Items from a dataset
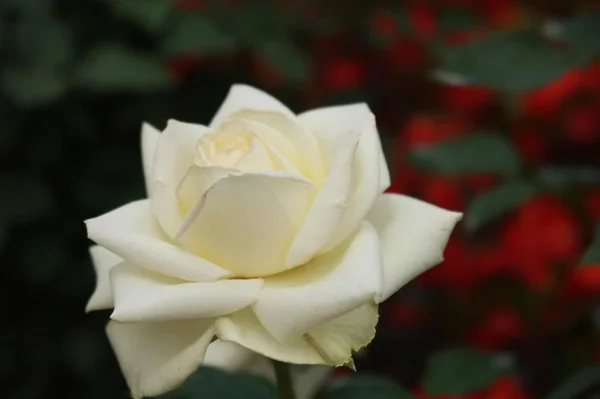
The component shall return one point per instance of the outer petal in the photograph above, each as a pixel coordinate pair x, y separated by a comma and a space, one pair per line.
244, 328
103, 261
150, 137
130, 232
233, 357
370, 175
335, 283
158, 357
176, 151
229, 356
413, 236
340, 337
247, 221
242, 97
331, 202
141, 295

◆ **WORK REQUIRED**
Put the items above into a two-column CSV with the headers "prompt" and "response", one row per item, placing each item's text and its answer in a single quoted field with line breaks replaced by spaces. Leave the pictures out.

◆ **RESULT FOR THIS EXERCISE**
prompt,response
"The component shall return one point per instance of the outer petal in the photograph above, each as a pixel coordinate pair x, y separated by a comma and a space, one pair per line.","244, 328 103, 261 150, 137 130, 232 233, 357 370, 175 335, 283 158, 357 176, 151 229, 356 413, 236 340, 337 247, 221 242, 97 331, 202 141, 295"